- Material to process
************
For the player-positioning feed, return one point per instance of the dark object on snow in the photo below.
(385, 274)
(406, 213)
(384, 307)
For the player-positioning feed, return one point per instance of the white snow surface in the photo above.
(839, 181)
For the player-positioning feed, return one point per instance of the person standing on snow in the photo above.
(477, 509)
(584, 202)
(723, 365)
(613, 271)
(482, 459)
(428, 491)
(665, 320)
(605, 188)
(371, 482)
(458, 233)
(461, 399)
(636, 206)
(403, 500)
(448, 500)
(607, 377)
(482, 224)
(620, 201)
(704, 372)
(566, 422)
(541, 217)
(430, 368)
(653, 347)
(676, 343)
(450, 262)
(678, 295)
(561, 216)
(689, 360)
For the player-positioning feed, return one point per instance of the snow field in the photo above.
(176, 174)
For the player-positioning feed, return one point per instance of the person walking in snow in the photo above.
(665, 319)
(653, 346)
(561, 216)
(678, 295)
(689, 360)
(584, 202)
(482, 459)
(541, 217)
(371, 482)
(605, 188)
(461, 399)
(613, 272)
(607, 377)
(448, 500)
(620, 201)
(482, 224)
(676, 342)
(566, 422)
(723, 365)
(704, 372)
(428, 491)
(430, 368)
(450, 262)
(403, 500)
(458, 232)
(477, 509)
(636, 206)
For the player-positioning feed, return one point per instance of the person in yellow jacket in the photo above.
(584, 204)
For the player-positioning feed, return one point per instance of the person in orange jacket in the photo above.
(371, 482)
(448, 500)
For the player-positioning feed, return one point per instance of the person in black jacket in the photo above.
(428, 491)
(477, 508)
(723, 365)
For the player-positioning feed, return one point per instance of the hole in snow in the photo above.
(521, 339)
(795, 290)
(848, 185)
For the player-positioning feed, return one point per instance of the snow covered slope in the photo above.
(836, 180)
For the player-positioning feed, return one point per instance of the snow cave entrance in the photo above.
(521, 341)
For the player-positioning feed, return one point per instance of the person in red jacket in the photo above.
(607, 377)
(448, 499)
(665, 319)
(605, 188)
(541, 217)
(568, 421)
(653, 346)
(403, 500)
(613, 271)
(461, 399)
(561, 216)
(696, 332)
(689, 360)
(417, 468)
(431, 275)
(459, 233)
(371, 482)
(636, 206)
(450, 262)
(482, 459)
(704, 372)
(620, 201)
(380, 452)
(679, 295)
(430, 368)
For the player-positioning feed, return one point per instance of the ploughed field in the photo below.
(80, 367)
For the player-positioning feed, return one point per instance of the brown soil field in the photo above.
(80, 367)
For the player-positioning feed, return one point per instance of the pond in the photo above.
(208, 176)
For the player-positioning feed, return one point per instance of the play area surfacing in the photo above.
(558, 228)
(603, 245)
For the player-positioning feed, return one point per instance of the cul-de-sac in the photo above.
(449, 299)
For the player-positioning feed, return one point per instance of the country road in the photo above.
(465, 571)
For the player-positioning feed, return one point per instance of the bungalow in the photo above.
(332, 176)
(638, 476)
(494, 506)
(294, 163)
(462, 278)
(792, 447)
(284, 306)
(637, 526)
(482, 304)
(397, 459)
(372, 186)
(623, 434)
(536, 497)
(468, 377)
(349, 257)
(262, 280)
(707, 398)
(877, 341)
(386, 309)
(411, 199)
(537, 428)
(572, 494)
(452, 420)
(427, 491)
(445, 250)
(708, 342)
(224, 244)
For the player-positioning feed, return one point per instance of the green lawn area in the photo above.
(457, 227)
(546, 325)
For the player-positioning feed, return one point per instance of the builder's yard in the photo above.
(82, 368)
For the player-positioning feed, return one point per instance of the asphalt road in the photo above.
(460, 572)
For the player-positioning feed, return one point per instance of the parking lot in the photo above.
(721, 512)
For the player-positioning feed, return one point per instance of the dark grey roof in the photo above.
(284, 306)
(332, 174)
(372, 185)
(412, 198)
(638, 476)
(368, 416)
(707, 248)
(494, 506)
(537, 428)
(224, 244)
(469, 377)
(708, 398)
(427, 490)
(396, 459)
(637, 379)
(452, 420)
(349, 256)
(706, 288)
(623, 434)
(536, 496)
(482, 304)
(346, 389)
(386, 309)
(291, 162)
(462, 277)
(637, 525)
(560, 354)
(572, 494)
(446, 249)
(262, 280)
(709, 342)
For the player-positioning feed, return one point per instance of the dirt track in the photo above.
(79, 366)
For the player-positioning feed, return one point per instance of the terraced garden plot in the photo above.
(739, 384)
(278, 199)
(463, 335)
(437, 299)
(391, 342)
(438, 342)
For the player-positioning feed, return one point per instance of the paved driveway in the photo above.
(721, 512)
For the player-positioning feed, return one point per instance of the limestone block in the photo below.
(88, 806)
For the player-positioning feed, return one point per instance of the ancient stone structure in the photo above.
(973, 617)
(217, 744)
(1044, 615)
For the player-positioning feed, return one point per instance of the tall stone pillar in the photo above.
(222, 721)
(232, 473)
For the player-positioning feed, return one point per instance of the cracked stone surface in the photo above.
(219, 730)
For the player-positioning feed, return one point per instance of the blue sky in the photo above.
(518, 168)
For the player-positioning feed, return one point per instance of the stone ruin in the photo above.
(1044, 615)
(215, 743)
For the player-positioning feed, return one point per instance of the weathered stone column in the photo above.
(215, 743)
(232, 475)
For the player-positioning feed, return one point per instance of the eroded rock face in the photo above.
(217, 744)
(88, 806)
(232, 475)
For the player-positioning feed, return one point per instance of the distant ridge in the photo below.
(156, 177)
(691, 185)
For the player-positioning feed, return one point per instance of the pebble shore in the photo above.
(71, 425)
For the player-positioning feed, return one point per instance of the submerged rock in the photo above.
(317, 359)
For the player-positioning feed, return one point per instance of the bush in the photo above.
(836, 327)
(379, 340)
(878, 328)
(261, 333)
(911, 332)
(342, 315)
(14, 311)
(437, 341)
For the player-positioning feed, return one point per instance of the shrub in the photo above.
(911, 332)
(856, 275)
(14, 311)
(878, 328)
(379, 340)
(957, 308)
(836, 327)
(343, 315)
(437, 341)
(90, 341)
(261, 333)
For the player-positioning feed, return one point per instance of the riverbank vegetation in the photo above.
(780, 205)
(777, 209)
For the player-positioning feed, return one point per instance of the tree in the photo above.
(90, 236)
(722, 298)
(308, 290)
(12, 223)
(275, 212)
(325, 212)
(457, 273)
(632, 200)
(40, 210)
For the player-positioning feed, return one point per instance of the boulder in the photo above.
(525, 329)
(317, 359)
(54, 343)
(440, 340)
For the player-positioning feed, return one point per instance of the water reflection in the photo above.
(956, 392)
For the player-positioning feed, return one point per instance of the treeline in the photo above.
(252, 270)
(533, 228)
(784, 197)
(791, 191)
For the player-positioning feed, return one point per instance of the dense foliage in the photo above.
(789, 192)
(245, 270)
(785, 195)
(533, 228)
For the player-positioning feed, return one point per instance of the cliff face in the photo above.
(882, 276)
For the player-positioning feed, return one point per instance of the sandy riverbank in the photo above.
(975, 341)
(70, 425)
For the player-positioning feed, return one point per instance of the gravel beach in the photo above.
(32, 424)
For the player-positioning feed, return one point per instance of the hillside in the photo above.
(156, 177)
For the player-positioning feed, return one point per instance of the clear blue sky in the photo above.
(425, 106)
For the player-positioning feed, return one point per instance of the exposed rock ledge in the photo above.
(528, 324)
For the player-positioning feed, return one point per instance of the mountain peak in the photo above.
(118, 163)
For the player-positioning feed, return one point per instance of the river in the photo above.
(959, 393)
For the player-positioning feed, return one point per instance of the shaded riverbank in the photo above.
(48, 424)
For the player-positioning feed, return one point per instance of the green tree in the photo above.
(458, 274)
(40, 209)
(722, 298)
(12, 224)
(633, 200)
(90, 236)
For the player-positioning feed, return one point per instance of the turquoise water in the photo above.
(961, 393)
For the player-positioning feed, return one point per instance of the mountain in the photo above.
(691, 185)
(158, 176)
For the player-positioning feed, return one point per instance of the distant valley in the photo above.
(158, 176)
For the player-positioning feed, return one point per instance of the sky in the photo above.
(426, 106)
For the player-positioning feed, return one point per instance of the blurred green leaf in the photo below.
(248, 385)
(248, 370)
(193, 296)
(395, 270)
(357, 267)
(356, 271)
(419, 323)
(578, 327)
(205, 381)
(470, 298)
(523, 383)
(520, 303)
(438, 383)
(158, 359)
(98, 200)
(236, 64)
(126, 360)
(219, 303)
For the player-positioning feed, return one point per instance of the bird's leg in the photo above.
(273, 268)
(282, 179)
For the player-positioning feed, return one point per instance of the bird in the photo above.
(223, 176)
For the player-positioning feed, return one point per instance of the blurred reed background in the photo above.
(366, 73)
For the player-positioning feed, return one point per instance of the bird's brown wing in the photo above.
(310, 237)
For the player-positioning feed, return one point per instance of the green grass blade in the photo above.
************
- What the task asks
In the entries above, find the line containing "the sky in the photo above.". Set down that line and every line after it through the last one, exactly and alone.

- Problem solution
For the player-positioning feed, return one point per instance of the sky in the photo above.
(426, 106)
For the player-positioning feed, return one point per instance of the blurred green leaf in the photo below.
(248, 385)
(248, 370)
(193, 296)
(395, 270)
(357, 267)
(356, 271)
(419, 323)
(578, 327)
(205, 381)
(470, 298)
(523, 383)
(520, 303)
(438, 383)
(158, 359)
(98, 200)
(236, 64)
(126, 360)
(219, 303)
For the player-positioning feed, return one point per instance of the bird's leg in the photo above.
(273, 268)
(282, 179)
For the player-positioning feed, return one point per instance of the bird in the photo above.
(223, 176)
For the player-positioning feed, return one point per instance of the blurred reed background in the photo above.
(366, 73)
For the player-positioning feed, return one point per instance of the bird's brown wing in the photo above.
(310, 237)
For the player-positioning feed, return one point per instance of the green grass blade in the photo above.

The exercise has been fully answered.